▶ [Do this] Return the entries below verbatim. Pictures stay out.

=== Data entries ===

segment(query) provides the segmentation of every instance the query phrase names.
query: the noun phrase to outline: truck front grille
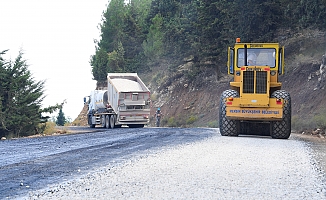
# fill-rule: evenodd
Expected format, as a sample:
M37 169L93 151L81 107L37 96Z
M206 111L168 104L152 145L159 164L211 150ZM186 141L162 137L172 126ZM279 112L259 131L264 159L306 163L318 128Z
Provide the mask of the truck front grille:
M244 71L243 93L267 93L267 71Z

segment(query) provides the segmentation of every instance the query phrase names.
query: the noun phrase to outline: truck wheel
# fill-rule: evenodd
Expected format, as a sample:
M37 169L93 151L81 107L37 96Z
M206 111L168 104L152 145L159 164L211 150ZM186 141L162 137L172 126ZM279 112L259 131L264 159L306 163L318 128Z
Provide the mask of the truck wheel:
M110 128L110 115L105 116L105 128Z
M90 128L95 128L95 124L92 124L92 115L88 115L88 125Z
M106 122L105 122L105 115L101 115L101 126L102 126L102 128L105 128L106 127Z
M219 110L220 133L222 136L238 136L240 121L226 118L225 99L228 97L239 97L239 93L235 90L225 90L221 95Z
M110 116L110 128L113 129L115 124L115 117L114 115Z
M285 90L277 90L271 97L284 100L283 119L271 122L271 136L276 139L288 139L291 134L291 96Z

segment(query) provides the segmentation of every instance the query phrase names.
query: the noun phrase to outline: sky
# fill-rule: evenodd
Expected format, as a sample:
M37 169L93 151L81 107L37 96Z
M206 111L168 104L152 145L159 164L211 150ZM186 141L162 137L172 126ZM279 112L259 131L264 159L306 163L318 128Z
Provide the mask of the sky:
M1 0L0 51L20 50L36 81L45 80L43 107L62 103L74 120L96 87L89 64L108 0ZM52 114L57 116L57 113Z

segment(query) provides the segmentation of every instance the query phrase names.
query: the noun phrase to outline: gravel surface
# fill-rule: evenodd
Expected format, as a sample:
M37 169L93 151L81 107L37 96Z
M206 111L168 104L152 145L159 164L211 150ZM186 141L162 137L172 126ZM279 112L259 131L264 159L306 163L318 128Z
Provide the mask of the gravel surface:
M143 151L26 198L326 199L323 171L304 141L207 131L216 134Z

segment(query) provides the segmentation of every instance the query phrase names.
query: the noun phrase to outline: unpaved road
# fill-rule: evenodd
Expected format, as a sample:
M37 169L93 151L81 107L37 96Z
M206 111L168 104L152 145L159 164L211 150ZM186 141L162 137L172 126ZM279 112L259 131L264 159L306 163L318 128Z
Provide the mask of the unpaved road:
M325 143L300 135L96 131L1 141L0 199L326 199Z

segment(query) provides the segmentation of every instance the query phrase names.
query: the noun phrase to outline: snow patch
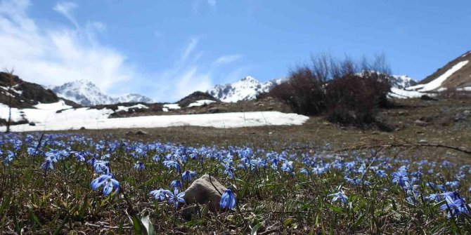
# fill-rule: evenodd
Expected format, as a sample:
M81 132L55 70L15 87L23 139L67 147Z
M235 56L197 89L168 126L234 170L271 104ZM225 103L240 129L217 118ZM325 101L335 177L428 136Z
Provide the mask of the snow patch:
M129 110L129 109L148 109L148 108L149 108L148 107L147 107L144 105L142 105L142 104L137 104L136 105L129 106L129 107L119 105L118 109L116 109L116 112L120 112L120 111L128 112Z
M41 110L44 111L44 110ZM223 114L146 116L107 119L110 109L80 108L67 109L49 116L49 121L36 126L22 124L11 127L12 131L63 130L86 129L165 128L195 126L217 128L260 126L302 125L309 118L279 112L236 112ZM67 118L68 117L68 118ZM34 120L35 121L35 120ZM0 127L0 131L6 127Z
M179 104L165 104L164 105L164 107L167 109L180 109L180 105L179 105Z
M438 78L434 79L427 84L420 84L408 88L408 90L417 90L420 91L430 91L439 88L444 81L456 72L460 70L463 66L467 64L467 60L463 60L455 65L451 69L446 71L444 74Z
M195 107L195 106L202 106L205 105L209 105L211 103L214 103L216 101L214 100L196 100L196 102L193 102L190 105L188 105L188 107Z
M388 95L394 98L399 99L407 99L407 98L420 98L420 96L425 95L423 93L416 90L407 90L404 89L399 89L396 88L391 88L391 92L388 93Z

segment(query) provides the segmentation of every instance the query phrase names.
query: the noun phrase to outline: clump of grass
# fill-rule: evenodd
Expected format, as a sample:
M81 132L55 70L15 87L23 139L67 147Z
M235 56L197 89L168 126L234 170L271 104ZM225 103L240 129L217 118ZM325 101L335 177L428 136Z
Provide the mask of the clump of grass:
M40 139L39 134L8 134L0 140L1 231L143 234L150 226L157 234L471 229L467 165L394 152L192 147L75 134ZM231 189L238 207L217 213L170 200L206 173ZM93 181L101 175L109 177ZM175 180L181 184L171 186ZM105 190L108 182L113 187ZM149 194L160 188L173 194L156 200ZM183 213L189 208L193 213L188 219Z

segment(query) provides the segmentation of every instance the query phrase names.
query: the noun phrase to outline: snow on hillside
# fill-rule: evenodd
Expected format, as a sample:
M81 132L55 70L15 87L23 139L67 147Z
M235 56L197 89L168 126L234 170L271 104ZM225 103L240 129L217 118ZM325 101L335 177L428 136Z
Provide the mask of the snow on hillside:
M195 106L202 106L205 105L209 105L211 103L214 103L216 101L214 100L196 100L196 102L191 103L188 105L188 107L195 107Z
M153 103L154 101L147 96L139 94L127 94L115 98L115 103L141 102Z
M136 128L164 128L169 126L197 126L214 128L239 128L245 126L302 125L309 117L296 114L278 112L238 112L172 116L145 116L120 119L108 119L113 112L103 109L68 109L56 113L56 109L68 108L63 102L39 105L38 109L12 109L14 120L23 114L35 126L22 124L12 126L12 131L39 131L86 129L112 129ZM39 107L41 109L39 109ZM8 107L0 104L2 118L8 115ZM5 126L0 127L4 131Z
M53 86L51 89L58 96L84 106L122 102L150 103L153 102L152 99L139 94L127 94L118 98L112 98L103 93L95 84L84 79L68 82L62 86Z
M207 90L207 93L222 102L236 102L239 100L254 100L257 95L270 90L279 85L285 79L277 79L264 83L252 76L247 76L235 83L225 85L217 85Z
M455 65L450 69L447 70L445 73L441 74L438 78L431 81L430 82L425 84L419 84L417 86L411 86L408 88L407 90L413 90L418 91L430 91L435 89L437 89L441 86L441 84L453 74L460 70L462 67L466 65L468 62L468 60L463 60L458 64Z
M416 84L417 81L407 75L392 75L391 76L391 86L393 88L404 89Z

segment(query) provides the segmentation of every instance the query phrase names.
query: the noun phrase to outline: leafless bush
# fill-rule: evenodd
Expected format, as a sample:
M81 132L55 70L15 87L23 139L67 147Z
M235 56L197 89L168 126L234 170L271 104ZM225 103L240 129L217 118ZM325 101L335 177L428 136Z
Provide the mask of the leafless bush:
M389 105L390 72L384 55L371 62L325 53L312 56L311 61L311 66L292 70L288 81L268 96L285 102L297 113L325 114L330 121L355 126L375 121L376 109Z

===

▶ [Exercise solution]
segment(query) provides the segmentation of every instance the query phrase names.
query: the noun phrase to outline: truck front grille
# fill-rule: evenodd
Expected format, as a sample:
M37 169L93 151L81 107L37 96Z
M206 111L168 104L152 145L159 164L211 150ZM186 141L162 137L172 126ZM279 112L259 131L264 159L306 163L318 128Z
Provide the mask of the truck front grille:
M244 71L243 93L267 93L267 71Z

segment(query) provides the segmentation of every instance the query phrase names.
query: the noun phrase to outline: truck wheel
# fill-rule: evenodd
Expected format, as a sample:
M37 169L93 151L81 107L37 96Z
M206 111L168 104L152 145L159 164L211 150ZM186 141L162 137L172 126ZM279 112L259 131L264 159L306 163L318 128Z
Provide the mask of the truck wheel:
M110 128L110 115L105 116L105 128Z
M90 128L95 128L95 124L92 124L92 115L88 115L88 125Z
M106 122L105 122L105 115L101 115L101 126L102 126L102 128L105 128L106 127Z
M219 110L220 133L222 136L238 136L240 121L226 118L225 99L228 97L239 97L239 93L235 90L225 90L221 95Z
M110 116L110 128L113 129L115 124L115 117L114 115Z
M285 90L277 90L271 97L284 100L283 119L271 122L271 136L276 139L288 139L291 134L291 96Z

segment(query) provides the segmentation of every instance the query phrase names.
query: the noun phrase to outline: sky
# fill-rule: evenodd
Expected format, as a sample:
M37 169L93 151L81 107L37 96Z
M206 111L168 104L152 145L159 164L211 150ZM186 141L162 137L172 126ZM279 112L259 131L264 159L306 163L318 128Z
Provide the mask of the sky:
M1 0L0 51L20 50L36 81L45 80L43 107L62 103L74 120L96 87L89 64L108 0ZM52 114L57 116L57 113Z

segment(query) provides the segmentation of every instance the query phrase names.
query: the noun phrase to outline: gravel surface
# fill-rule: evenodd
Expected format, as a sample:
M37 169L93 151L81 107L37 96Z
M206 111L168 104L152 145L159 164L211 150ZM186 141L162 137L172 126ZM279 112L259 131L264 159L306 163L318 128Z
Provide the mask of the gravel surface:
M143 151L26 198L326 199L323 171L304 141L207 131L216 134Z

segment(query) provides the segmentation of every instance the query phrase names.
query: the noun phrase to outline: unpaved road
# fill-rule: evenodd
Expected format, as a sample:
M37 169L93 151L81 107L37 96Z
M206 111L168 104L152 145L159 164L211 150ZM186 141L162 137L172 126ZM279 112L259 131L264 159L306 163L318 128Z
Provide the mask of the unpaved road:
M325 143L300 135L96 131L1 141L0 199L326 199Z

segment(query) provides the segmentation of every instance the query phrase names.
query: the noun phrase to outline: snow patch
# fill-rule: evenodd
Expected format, as a sample:
M81 132L55 70L15 87L23 139L67 147Z
M235 56L197 89L168 126L234 170L271 104ZM225 103L240 129L217 118ZM325 101L335 177L428 136Z
Provide the mask of the snow patch:
M129 110L129 109L148 109L148 108L149 108L148 107L147 107L144 105L142 105L142 104L137 104L136 105L129 106L129 107L119 105L118 109L116 109L116 112L120 112L120 111L128 112Z
M41 110L44 111L44 110ZM223 114L146 116L107 119L110 109L80 108L67 109L49 116L49 121L36 126L22 124L11 127L12 131L63 130L86 129L165 128L195 126L217 128L260 126L302 125L309 118L279 112L236 112ZM67 118L68 117L68 118ZM34 120L35 121L35 120ZM0 127L0 131L6 127Z
M179 104L165 104L164 105L164 107L167 109L180 109L180 105L179 105Z
M438 78L434 79L427 84L420 84L408 88L408 90L417 90L420 91L430 91L439 88L444 81L456 72L460 70L463 66L467 64L467 60L463 60L455 65L451 69L446 71L444 74Z
M195 107L195 106L202 106L205 105L209 105L211 103L214 103L216 101L214 100L196 100L196 102L193 102L190 105L188 105L188 107Z
M388 95L394 98L399 99L407 99L407 98L420 98L420 96L425 95L423 93L416 90L407 90L404 89L399 89L396 88L391 88L391 92L388 93Z

segment(query) provides the segmentation of every instance the query phrase names.
query: the noun phrase to outline: clump of grass
# fill-rule: evenodd
Expected format, as a sample:
M81 132L55 70L15 87L23 139L67 147Z
M235 56L197 89L168 126L234 170L271 104ZM225 103L240 129L217 118ZM325 101L335 177L428 136Z
Provide the mask of the clump of grass:
M40 139L39 134L8 134L0 140L1 231L143 234L150 226L157 234L471 229L467 165L394 152L192 147L75 134ZM231 189L238 207L217 213L170 200L206 173ZM93 181L101 175L109 177ZM175 180L181 184L171 186ZM105 190L108 182L113 187ZM149 194L160 188L173 194L156 200ZM183 213L189 208L193 213L188 219Z

segment(query) provides the segmentation of every instance the query phrase names.
query: the noun phrase to outline: snow on hillside
# fill-rule: evenodd
Expected format, as a sample:
M81 132L55 70L15 87L23 139L67 147Z
M235 56L197 89L168 126L234 170L271 104ZM225 103L240 129L217 118ZM325 101L335 177L428 136Z
Provide the mask of the snow on hillside:
M195 106L202 106L205 105L209 105L211 103L214 103L216 101L214 100L196 100L196 102L191 103L188 105L188 107L195 107Z
M153 103L154 101L147 96L139 94L127 94L115 98L115 103L141 102Z
M136 128L164 128L169 126L197 126L214 128L239 128L245 126L302 125L309 117L296 114L278 112L238 112L172 116L145 116L120 119L108 119L113 112L103 109L68 109L56 113L56 109L68 108L63 102L39 105L38 109L12 109L14 120L23 114L35 126L22 124L12 126L12 131L39 131L86 129L112 129ZM39 107L41 109L39 109ZM8 107L0 104L2 118L8 115ZM5 126L0 127L4 131Z
M53 86L51 89L58 96L84 106L122 102L150 103L153 102L152 99L139 94L127 94L118 98L112 98L103 93L95 84L84 79L68 82L62 86Z
M207 90L207 93L222 102L236 102L239 100L254 100L257 95L270 90L279 85L285 79L277 79L264 83L252 76L247 76L235 83L225 85L217 85Z
M455 65L450 69L447 70L445 73L441 74L438 78L431 81L430 82L425 84L419 84L417 86L411 86L408 88L407 90L413 90L418 91L430 91L435 89L437 89L441 86L441 84L453 74L460 70L462 67L466 65L468 62L468 60L463 60L458 64Z
M416 84L417 81L407 75L392 75L391 76L391 86L393 88L404 89Z

segment(query) provides the segmentation of every instance the query phrase names.
query: the noun phrase to outline: leafless bush
# fill-rule: evenodd
Expected format, as a sample:
M81 132L55 70L15 87L23 139L67 147Z
M235 56L197 89L168 126L234 170L271 104ZM225 103L240 129L217 118ZM325 101L335 177L428 136Z
Provide the mask of the leafless bush:
M389 105L390 72L384 55L371 62L325 53L312 56L311 61L311 66L292 70L288 81L268 96L285 102L297 113L325 114L330 121L355 126L375 121L376 109Z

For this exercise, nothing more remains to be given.